• **EJERCICIOS POR RESOLVER**
**1)** Responda, según el relato del abuelo de los juguetes:
(a) ¿Qué edad tiene don Ernesto Méndez?
(b) ¿Qué tiene a su lado cuando se sienta cada tarde bajo el árbol?
(c) ¿Con qué objetos inventa a veces soluciones para los juguetes?
**2)** Prosiga el relato del abuelo de los juguetes a partir de su última oración.

• **FRAGMENTO DE LECTURA**
========================================================================
En un barrio silencioso de Montevideo, Uruguay, donde los parques no tienen columpios nuevos y los bancos están algo oxidados, vive don Ernesto Méndez, un abuelo de 78 años con manos temblorosas… pero alma firme.
Cada tarde, se sienta bajo un árbol de hojas enormes con una caja de herramientas a su lado. Lo conocen como “el abuelo de los juguetes”.
No vende nada. No pide nada. Solo espera.
Y los niños llegan. Con autitos sin ruedas. Muñecas sin brazos. Trompos que ya no giran. Ernesto los toma con delicadeza, los observa, y dice con voz ronca pero tierna:
—Vamos a ver si este muchachito quiere volver a jugar.
Usa hilos, pegamento, cinta, tornillitos viejos, trozos de plástico que guarda en frascos. Repara, limpia, pule. A veces inventa soluciones con tapas de botellas, botones o broches de ropa.
========================================================================
• **DATOS ALMACENADOS**
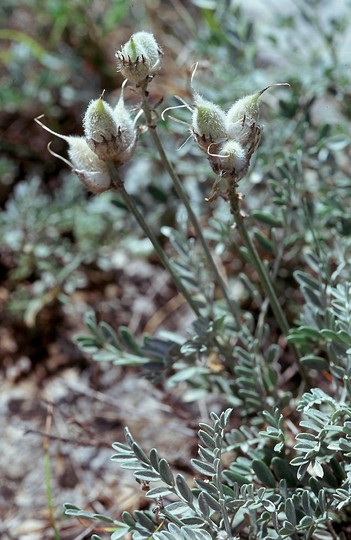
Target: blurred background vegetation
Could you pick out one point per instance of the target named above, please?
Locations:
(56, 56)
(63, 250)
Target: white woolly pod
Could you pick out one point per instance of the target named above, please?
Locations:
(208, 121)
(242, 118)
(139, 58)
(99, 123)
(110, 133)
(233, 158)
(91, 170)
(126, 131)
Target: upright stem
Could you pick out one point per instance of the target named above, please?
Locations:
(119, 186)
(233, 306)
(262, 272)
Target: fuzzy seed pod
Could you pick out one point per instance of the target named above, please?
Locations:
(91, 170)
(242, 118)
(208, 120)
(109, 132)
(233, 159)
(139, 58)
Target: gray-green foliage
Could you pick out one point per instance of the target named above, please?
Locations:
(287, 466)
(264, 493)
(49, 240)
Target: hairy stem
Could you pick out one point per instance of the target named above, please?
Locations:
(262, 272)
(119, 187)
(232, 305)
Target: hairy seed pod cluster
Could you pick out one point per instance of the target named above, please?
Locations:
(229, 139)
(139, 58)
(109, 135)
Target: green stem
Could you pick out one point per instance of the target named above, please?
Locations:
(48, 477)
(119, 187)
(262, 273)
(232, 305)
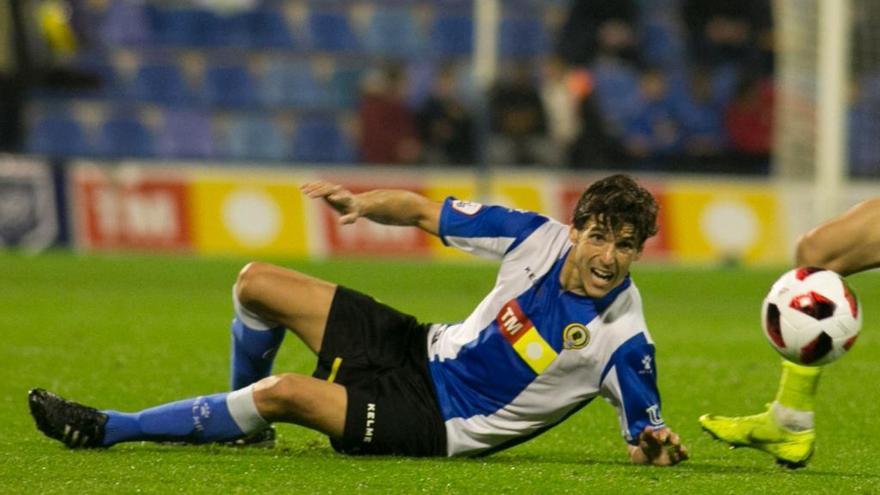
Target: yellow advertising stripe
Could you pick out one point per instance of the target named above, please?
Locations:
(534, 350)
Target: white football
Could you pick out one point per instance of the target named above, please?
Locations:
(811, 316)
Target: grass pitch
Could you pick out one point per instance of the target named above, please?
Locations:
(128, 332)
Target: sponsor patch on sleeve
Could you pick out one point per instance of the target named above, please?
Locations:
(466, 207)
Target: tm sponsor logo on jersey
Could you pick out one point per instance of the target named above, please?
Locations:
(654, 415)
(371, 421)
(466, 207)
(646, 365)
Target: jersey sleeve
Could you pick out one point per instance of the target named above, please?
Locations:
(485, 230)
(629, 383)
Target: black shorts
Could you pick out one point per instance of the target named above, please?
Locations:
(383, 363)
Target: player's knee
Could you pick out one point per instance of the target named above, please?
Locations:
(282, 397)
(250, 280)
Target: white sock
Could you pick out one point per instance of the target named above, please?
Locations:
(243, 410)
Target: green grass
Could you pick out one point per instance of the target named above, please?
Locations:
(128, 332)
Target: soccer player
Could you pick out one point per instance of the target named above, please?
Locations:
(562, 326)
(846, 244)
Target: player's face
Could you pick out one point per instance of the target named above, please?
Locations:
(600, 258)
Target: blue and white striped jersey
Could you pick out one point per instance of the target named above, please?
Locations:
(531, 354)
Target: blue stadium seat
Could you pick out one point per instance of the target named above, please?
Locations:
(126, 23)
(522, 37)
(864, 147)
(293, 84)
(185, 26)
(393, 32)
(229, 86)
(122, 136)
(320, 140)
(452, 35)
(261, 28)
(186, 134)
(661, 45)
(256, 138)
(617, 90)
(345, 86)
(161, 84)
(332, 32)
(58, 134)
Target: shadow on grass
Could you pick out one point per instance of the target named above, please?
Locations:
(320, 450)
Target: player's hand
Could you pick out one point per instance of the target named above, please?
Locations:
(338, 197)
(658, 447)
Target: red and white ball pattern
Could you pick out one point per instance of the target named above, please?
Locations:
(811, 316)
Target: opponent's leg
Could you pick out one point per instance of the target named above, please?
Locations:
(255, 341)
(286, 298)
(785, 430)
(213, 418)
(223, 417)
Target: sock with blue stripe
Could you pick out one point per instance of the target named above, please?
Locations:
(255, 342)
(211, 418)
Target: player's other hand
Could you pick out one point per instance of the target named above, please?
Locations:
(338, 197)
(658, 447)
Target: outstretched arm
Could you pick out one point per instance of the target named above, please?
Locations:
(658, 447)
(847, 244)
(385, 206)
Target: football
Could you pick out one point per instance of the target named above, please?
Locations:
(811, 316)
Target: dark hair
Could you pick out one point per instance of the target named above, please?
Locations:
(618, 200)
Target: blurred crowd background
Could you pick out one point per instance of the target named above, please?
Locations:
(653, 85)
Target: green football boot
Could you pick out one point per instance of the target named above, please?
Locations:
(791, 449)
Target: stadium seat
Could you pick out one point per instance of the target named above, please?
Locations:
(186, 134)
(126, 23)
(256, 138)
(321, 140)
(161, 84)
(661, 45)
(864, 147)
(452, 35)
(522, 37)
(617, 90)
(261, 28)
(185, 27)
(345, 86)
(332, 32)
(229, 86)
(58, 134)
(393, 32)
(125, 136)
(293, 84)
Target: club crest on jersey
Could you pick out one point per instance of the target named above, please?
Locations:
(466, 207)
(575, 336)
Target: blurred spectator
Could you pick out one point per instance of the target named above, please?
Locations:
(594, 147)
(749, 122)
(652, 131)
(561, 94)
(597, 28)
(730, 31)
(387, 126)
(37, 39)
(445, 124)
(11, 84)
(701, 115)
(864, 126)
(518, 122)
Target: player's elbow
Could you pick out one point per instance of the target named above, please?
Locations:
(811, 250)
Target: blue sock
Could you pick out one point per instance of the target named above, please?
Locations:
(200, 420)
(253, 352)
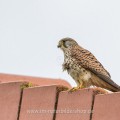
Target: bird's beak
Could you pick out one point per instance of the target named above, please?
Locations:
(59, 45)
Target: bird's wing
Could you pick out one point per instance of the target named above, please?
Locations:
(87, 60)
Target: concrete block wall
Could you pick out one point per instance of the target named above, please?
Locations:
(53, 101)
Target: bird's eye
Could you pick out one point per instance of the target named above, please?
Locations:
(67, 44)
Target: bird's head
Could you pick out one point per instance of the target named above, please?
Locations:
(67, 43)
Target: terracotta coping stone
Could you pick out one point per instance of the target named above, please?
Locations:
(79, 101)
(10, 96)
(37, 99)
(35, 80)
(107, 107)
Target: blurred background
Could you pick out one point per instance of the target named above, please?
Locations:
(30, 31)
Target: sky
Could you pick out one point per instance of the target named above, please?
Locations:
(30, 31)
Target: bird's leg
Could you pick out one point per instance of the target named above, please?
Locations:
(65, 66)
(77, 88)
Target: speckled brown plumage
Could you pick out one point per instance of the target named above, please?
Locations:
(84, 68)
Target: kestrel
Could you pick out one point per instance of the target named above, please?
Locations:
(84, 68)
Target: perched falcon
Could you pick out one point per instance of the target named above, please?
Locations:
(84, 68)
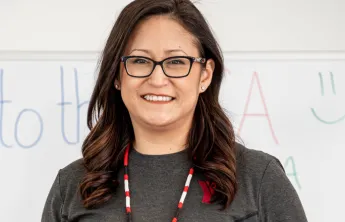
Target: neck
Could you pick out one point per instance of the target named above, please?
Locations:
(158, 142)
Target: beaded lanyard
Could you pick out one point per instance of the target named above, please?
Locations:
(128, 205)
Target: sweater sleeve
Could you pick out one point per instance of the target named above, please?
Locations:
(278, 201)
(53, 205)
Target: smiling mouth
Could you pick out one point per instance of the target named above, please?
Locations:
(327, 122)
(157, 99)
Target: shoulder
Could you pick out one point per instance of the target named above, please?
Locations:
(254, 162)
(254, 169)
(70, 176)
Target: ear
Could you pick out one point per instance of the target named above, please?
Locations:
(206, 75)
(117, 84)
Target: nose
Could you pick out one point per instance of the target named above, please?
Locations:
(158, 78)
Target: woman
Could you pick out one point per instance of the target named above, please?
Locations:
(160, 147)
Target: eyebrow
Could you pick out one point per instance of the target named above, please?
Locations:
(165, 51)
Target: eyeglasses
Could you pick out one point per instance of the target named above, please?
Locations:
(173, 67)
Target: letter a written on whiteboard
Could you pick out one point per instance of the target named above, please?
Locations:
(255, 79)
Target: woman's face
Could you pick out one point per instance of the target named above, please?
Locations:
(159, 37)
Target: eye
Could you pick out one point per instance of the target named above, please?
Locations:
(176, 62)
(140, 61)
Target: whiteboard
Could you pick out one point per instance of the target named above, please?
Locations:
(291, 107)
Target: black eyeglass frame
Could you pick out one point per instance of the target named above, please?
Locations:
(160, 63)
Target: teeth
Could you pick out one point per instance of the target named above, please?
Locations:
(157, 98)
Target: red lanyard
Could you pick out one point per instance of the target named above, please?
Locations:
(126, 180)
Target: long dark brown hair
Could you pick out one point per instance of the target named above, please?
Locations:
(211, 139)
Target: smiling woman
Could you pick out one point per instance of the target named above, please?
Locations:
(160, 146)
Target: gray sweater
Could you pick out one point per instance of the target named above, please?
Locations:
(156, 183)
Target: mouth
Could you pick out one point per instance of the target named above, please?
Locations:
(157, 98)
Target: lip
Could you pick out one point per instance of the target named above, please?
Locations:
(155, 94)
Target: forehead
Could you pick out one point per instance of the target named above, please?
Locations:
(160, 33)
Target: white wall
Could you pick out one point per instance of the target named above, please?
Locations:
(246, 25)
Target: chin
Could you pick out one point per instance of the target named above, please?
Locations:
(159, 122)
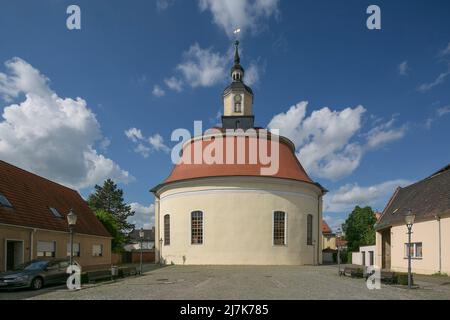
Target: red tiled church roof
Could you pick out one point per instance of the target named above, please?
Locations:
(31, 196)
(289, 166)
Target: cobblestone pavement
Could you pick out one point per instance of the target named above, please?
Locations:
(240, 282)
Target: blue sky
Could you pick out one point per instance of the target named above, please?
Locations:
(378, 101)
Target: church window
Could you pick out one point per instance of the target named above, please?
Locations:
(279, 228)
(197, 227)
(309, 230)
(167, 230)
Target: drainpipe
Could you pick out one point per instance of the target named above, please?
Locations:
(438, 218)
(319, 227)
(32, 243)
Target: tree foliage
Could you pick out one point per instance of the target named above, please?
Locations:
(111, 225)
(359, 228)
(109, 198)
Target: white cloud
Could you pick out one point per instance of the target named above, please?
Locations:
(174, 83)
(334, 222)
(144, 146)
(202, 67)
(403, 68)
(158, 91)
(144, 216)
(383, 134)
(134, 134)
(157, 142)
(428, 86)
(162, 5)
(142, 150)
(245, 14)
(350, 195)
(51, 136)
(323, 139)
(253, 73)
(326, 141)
========================================================================
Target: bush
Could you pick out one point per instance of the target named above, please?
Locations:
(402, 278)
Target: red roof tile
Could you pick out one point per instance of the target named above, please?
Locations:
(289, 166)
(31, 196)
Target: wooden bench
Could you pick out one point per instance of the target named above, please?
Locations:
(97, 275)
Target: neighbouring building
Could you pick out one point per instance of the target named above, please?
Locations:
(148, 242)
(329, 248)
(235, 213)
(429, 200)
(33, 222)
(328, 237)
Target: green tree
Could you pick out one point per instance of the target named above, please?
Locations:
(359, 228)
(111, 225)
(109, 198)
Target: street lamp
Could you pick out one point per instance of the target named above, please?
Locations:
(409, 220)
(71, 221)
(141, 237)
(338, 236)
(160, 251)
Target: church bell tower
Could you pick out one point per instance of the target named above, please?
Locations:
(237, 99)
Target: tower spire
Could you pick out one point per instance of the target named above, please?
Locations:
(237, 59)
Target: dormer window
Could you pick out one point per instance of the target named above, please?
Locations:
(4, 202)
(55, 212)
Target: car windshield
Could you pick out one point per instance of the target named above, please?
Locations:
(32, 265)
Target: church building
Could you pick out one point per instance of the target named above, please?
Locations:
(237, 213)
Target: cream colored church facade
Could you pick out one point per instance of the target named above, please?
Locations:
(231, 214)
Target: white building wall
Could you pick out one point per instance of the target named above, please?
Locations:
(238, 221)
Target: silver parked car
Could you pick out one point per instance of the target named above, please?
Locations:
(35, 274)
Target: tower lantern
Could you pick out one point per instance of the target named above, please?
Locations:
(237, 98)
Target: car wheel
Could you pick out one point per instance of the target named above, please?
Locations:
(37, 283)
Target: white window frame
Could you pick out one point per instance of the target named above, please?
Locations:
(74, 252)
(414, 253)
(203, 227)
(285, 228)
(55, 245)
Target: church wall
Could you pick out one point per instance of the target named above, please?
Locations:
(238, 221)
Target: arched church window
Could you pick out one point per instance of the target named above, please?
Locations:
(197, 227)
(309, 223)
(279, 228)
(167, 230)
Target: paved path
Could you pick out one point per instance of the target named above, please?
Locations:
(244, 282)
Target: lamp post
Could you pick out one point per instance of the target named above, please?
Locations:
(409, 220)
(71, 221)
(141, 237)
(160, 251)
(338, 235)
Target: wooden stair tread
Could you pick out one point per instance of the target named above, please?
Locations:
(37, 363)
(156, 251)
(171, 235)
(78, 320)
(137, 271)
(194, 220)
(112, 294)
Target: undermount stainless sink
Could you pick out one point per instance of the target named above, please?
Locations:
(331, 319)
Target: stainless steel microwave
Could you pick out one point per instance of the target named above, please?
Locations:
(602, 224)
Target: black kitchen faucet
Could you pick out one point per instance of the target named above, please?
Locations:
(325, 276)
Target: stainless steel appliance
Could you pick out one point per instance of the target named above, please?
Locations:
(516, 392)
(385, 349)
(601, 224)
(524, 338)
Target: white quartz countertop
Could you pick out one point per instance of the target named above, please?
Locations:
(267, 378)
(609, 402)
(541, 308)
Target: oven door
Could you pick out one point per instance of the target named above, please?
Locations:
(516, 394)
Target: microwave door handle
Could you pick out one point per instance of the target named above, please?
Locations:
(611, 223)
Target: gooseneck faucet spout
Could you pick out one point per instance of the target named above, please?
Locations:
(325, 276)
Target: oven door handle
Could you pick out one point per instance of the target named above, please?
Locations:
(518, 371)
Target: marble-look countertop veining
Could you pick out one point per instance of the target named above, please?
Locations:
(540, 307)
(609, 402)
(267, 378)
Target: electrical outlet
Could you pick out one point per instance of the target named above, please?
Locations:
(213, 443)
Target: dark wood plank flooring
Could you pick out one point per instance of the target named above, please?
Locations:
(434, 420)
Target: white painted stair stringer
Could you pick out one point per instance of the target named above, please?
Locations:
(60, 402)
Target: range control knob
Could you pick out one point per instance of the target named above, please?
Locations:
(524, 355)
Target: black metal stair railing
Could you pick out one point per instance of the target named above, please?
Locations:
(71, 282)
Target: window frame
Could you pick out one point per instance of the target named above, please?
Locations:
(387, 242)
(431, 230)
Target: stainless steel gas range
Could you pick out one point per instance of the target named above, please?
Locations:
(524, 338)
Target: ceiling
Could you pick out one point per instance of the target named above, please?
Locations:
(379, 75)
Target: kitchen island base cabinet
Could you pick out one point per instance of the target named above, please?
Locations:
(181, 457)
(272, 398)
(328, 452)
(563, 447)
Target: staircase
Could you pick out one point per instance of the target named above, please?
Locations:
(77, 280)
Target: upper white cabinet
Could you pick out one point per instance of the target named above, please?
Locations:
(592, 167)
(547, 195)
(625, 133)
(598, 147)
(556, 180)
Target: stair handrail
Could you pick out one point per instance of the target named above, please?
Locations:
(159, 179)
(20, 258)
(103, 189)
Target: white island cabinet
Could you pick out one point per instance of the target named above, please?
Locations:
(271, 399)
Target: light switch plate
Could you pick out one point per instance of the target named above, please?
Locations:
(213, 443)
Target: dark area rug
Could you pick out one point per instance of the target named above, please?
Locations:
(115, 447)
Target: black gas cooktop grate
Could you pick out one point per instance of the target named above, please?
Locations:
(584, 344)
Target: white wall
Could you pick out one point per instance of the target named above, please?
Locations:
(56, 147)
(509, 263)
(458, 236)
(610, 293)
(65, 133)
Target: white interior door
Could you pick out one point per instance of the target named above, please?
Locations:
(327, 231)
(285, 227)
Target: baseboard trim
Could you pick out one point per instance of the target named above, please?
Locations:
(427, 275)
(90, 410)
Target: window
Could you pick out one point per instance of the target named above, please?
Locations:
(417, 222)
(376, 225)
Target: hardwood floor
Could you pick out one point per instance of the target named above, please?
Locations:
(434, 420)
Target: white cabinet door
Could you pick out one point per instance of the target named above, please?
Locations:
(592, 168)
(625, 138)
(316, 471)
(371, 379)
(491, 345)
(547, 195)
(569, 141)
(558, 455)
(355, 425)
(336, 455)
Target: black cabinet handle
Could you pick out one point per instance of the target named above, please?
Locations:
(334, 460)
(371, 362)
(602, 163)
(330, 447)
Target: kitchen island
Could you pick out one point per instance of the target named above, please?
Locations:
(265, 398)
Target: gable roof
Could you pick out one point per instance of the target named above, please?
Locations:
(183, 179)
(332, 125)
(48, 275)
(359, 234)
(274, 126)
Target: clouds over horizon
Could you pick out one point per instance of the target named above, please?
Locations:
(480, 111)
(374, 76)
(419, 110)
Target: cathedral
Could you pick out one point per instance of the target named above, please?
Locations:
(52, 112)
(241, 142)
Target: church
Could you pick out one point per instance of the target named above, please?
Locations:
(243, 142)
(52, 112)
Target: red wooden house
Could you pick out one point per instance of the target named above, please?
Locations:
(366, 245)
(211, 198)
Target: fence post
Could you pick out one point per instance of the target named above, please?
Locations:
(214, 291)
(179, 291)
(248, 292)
========================================================================
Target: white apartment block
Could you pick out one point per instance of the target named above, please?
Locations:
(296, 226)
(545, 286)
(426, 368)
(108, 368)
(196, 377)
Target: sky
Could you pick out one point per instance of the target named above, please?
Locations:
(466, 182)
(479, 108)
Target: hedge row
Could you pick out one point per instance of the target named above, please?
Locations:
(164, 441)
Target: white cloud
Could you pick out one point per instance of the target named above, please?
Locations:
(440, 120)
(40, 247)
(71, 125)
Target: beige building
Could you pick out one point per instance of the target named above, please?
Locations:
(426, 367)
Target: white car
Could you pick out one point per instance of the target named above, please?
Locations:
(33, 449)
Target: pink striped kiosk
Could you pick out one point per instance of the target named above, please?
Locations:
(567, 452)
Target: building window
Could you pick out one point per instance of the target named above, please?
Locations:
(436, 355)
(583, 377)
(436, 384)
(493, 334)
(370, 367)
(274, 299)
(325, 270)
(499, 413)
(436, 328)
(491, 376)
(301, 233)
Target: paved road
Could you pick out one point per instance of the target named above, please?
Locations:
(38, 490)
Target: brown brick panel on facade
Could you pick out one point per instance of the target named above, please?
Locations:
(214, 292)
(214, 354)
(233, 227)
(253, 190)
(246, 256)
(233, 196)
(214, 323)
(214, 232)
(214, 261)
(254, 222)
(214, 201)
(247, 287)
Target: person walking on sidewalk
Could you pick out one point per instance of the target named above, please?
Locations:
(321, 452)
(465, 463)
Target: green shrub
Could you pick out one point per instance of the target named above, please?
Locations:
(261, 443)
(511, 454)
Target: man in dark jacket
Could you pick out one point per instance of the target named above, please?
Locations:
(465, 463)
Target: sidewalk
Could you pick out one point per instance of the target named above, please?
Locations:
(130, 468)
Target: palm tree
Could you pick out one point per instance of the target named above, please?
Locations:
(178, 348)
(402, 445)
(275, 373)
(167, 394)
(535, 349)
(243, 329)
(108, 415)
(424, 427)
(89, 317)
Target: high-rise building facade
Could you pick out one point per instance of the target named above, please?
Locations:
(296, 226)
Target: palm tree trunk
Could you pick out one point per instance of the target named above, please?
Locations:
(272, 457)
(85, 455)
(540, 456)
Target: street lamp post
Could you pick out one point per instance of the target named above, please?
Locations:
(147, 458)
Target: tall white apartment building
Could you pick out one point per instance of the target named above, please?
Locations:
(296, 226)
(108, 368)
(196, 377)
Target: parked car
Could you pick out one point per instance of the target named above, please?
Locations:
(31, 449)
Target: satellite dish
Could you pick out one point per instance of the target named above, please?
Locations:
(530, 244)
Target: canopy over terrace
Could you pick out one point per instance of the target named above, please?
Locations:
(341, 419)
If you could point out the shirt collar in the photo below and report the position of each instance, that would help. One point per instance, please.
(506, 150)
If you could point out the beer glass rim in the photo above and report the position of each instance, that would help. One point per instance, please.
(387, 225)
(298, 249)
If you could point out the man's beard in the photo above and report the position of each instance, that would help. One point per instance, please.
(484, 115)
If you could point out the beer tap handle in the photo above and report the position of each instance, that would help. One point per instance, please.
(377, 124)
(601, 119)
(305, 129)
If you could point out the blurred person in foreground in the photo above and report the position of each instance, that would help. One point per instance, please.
========================================================================
• **RESPUESTAS DE EJERCICIOS**
**1)**
(a) Tiene 78 años.
(b) Una caja de herramientas.
(c) Con tapas de botellas, botones o broches de ropa.

**2)**
Los niños esperan cerca. Algunos preguntan. Otros se quedan en silencio, como si vieran un hechicero en acción.
—¿Cuánto cuesta, abuelo?
—Una sonrisa y que lo cuides más.
No cobra. Nunca lo hizo. Dice que reparar juguetes le cura algo por dentro.
—Mi nieto vivía lejos. Y se me fue antes de tiempo. Me dejó solo, pero lleno de sus risas. Cada vez que arreglo uno de estos juguetes, siento que lo tengo cerquita.
Un día, una periodista del barrio lo grabó sin que él supiera. Subió el video con el título: “El abuelo que repara infancias”. Se hizo viral.
Le ofrecieron abrir un taller, poner un local, recibir donaciones.
Él respondió con humildad:
—Gracias, pero el parque es mi taller. Y los niños, mis clientes de confianza.
Hoy, en el banco donde siempre se sienta, hay un cartel pintado por una niña que dice:
“Don Ernesto: Doctor de juguetes y de almas.”
Y en la tapa de su caja de herramientas, escrita con marcador azul, se lee:
“Todo lo que se rompe… puede volver a jugar.”